---------- Metin parçası ----------

Nurcan Baysal

03 Ağustos 2016

"Büyük Şey"i unutma, unutturma!

"… Çok korkunçtu… DAİŞ içeri girip kadınları ve çocukları dışarı çıkardı"

2 yıl önce bugün, 2 Ağustos’u 3 Ağustos’a bağlayan gece. Saat: 02:00. Şengal.

Gökyüzüne bir çığlık yükselir. Gerisini 23 yaşındaki genç bir kadın Z.X’ten dinleyelim:

"… Çok korkunçtu… DAİŞ içeri girip kadınları ve çocukları dışarı çıkardı. İçerde kalan 27 erkeği ise bir odaya kilitledi. Ardından daha yaşlı kadınlar ve çocuklar ayrı, genç kadınlar ise ayrı tutulacak şekilde bizi iki gruba ayırdılar. Bir yıldan üç yıla kadar yeni evli olan kadınlar da bizim grubun içine aldılar.

---------- Veri öğeleri ----------

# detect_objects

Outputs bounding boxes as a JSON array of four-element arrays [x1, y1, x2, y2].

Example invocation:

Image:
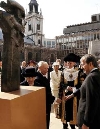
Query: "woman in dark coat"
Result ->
[[20, 67, 40, 86]]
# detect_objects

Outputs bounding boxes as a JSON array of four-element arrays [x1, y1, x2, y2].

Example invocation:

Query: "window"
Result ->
[[92, 16, 97, 21]]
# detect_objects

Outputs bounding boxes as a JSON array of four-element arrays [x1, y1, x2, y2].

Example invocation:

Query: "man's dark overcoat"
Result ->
[[78, 69, 100, 129]]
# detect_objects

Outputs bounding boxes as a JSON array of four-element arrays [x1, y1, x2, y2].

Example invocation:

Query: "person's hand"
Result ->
[[64, 94, 74, 101], [67, 86, 73, 92], [82, 124, 89, 129]]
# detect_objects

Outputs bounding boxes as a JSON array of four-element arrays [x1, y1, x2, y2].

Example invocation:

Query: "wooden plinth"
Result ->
[[0, 86, 46, 129]]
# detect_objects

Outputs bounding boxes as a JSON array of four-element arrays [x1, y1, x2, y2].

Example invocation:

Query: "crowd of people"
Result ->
[[20, 53, 100, 129]]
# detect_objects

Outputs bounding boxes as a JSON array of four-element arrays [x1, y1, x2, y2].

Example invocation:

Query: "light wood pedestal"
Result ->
[[0, 86, 46, 129]]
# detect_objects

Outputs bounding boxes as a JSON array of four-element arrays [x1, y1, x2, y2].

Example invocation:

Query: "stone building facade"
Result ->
[[56, 14, 100, 59]]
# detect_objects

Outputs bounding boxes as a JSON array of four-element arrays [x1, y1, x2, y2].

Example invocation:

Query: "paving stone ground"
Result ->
[[50, 106, 78, 129]]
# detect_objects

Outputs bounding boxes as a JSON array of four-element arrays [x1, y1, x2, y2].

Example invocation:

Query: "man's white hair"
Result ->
[[38, 61, 48, 67]]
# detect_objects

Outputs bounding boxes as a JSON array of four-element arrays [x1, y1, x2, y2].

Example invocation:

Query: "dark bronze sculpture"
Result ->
[[0, 0, 25, 92]]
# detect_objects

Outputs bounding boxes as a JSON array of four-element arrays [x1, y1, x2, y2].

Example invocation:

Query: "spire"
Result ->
[[29, 0, 38, 13]]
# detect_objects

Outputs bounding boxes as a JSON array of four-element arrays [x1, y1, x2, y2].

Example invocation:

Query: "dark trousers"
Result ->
[[46, 113, 50, 129]]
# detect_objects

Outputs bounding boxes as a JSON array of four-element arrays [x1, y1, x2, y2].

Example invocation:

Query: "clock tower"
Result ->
[[25, 0, 44, 46]]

----------

__Görev 1__: Metin parçasında Z.X kaç yaşında olarak tanıtılıyor?
__Görev 2__: Metin parçasında "Nurcan Baysal" ile "grubun içine aldılar." arasındaki bölümü, bu ifadeler de dahil olmak üzere, "odaya" sözcüğünün yerine "ahıra" koyarak yeniden yazın.
Yanıtlarınızı yalnızca metin parçasına dayandırın.

__Beklenen yanıt 1__: 23 yaşında.

__Beklenen yanıt 2__:
Nurcan Baysal

03 Ağustos 2016

"Büyük Şey"i unutma, unutturma!

"… Çok korkunçtu… DAİŞ içeri girip kadınları ve çocukları dışarı çıkardı"

2 yıl önce bugün, 2 Ağustos’u 3 Ağustos’a bağlayan gece. Saat: 02:00. Şengal.

Gökyüzüne bir çığlık yükselir. Gerisini 23 yaşındaki genç bir kadın Z.X’ten dinleyelim:

"… Çok korkunçtu… DAİŞ içeri girip kadınları ve çocukları dışarı çıkardı. İçerde kalan 27 erkeği ise bir ahıra kilitledi. Ardından daha yaşlı kadınlar ve çocuklar ayrı, genç kadınlar ise ayrı tutulacak şekilde bizi iki gruba ayırdılar. Bir yıldan üç yıla kadar yeni evli olan kadınlar da bizim grubun içine aldılar.